Please rewrite the lines below, substituting "the image" for every occurrence of "the picture" and leaving all else unchanged.
───── Provided data
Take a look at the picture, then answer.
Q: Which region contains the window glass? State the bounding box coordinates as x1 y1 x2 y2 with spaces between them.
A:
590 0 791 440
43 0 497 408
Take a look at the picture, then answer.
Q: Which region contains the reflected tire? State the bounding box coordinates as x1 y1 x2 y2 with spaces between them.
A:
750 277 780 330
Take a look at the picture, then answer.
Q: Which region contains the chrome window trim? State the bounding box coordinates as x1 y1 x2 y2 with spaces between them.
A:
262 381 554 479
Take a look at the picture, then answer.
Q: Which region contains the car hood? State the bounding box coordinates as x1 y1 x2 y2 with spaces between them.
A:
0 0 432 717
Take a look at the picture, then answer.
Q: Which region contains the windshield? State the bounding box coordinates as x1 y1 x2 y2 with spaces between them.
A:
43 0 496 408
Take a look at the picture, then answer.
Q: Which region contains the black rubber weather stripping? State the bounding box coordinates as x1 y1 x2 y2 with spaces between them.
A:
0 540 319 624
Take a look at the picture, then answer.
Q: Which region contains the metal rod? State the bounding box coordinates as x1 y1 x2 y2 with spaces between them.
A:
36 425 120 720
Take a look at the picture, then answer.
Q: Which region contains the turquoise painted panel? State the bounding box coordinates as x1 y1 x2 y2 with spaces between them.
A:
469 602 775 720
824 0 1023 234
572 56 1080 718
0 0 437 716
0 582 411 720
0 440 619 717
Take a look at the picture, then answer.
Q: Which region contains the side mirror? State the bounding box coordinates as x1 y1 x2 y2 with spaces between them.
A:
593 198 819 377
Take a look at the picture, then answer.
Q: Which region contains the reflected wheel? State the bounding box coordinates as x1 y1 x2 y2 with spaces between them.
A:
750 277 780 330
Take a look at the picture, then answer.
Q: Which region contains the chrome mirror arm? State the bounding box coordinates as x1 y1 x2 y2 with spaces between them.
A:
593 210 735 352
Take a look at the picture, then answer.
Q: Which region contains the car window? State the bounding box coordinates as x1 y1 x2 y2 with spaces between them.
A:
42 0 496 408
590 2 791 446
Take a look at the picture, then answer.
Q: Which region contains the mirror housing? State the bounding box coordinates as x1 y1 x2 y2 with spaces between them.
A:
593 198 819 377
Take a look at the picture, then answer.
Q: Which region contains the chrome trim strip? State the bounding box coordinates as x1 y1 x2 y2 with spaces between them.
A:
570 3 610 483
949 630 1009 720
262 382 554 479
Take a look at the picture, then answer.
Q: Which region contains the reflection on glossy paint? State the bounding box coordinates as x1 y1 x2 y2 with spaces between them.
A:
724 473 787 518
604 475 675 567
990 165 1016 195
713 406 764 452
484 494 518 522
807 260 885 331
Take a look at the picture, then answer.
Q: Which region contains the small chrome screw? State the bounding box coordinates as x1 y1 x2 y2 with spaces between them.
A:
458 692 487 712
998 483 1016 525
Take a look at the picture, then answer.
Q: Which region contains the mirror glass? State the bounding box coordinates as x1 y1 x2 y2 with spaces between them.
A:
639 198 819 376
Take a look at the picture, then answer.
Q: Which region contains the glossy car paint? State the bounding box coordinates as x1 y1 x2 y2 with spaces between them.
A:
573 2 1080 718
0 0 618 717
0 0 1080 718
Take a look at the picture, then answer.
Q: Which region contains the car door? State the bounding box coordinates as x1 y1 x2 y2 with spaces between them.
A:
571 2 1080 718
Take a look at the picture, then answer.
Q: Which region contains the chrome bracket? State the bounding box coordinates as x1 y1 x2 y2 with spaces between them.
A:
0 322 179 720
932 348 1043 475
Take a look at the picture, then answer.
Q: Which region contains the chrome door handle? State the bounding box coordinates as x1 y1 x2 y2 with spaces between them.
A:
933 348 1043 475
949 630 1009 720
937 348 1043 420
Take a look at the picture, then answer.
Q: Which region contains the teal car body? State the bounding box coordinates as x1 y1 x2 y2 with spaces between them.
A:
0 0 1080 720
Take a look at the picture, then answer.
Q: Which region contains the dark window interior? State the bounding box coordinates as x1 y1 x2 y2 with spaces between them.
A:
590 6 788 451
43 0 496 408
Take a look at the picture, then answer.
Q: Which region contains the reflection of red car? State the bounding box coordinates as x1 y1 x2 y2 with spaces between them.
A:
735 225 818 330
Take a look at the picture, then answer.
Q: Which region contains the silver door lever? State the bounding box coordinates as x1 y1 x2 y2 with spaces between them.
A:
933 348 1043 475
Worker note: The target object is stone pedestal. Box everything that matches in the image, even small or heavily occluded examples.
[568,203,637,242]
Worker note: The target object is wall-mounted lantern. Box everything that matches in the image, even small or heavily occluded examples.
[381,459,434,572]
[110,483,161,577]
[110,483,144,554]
──────────
[Answer to this task]
Take a look at the image, then answer.
Q: Which region contains the window glass? State the bounding box coordinates as x1 y1 x2 y2 with spaces between them.
A:
590 0 791 440
43 0 497 408
Take a look at the image, then answer.
Q: Which region contains the reflected tire? State the bounding box coordinates as x1 y1 x2 y2 with spaces between them.
A:
750 277 780 330
Take a look at the image, then answer.
Q: Which region contains the chrome window trim? State the bounding box coordinates as x1 y1 x2 y2 with spaces between them.
A:
262 381 554 479
Take a look at the image, then answer.
Q: Which region contains the car hood? State the bounding box coordinates as x1 y1 x2 y2 with spaces between them.
A:
0 0 432 717
Take a look at the image, then answer.
Q: Which region contains the windshield? State the bounding box coordinates as x1 y1 x2 y2 with spaces between them.
A:
43 0 496 408
Take a look at the image, then answer.
Q: Which region contains the black rubber weather stripping? State the bounding box coordinates as x1 y1 x2 y2 with spaces between them.
A:
0 540 319 624
Take a look at the image, then answer.
Q: Which region contains the metal rod? State the bounding box coordinates as x1 y1 x2 y2 with spaces between them.
A:
36 425 120 720
Take a look at the image, then answer.
Q: Which region contains the turquoise painted panel? State the bounding box coordinates as x1 y1 x2 y2 with spaces between them.
A:
469 602 775 720
824 0 1023 234
572 56 1080 718
0 0 437 716
0 582 411 720
0 440 619 717
Take a look at the image, then answer.
Q: Which region contains the side mirror? State the bounding box coordinates as x1 y1 x2 y2 with spaces between them.
A:
593 198 819 377
Take a look at the image, then answer.
Q: Which region contains the reflected wheel? State the bounding box coordinates as x1 y1 x2 y2 with spaces between them.
A:
750 277 780 330
Take a look at the image, then answer.
Q: Which region contains the chrome mirror arm? State the bounding box coordinates as x1 y1 x2 y2 with spaces between them.
A:
593 210 735 352
Take a look at the image, then answer.
Q: Which region contains the car window? State the bounding box coordinates as x1 y1 x2 y2 with spaces between them.
A:
42 0 496 408
590 2 791 446
Take a look at the image, then answer.
Q: Which region contains the mirror housing? State the bounding box coordinates as x1 y1 x2 y2 with spaces between them.
A:
593 198 819 377
Take a look at the image, then answer.
Q: Which region contains the chrome trim strip? State the bounding box coordinates as x1 y1 x2 y2 with spaces between them.
A:
570 3 610 483
949 630 1009 720
262 382 554 479
Take a look at the image, then answer.
Q: Which region contains the reflection on glossy paint? State the bounding box coordinates as x1 y1 x2 y2 with spaces between them.
A:
724 473 787 518
604 475 675 567
990 165 1016 195
713 406 764 452
484 494 518 522
807 260 885 331
Take a look at the image, then answer.
Q: Which region contains the small chrome screw? State the bounding box coordinates as x1 y1 x2 y2 with spaces between them.
A:
458 692 487 712
998 483 1016 525
Take a look at the image, then answer.
Q: Which region contains the mirror glass? State the bounding box coordinates as x1 y1 x2 y2 with spaces between them.
A:
639 198 819 376
Take a look at the image, then answer.
Q: Which region contains the glossy car paint? State the bounding box coordinates as x1 y1 x2 y2 with spaces between them.
A:
573 2 1080 718
0 0 618 717
0 0 1080 718
Take a look at the image, then answer.
Q: Which region contains the car door? State the bounding box coordinates as x1 y1 x2 y2 with spaces between them.
A:
571 2 1080 718
Take a look at the image, then answer.
Q: Which region contains the chrome bracket? State the bounding box coordinates as x1 y1 x2 y2 with spaces between them.
A:
0 322 179 720
932 348 1043 475
Take a look at the image, then answer.
Q: Which region contains the chrome door handle? State the bounding box coordinates as x1 y1 x2 y2 with spaces between them.
A:
933 348 1043 475
949 630 1009 720
937 348 1043 420
Take a look at the image, then answer.
Q: Which region contains the teal car body? State the bounding box coordinates as x1 y1 x2 y2 with spaces between them.
A:
0 0 1080 720
Take a look at the image, then answer.
Q: Which region contains the dark window interior? State the bounding box coordinates as x1 y1 x2 y2 with spaces between them.
A:
590 6 788 451
43 0 496 408
Take a look at the image, then answer.
Q: Which region contains the reflection of red car? State the bounding box coordinates as x1 y1 x2 y2 with spaces between them.
A:
735 225 818 330
Take a look at the image, then answer.
Q: Which region contains the silver door lever? State the bounding box coordinates as x1 y1 x2 y2 with spaces between them.
A:
933 348 1043 475
Worker note: The target object is stone pedestal. Box everything that matches in the image, even small or heavily occluded examples.
[568,203,637,242]
Worker note: The target object is wall-mounted lantern. Box everything that matches in the image, even small or heavily occluded examples.
[381,459,434,572]
[110,483,161,577]
[110,483,144,554]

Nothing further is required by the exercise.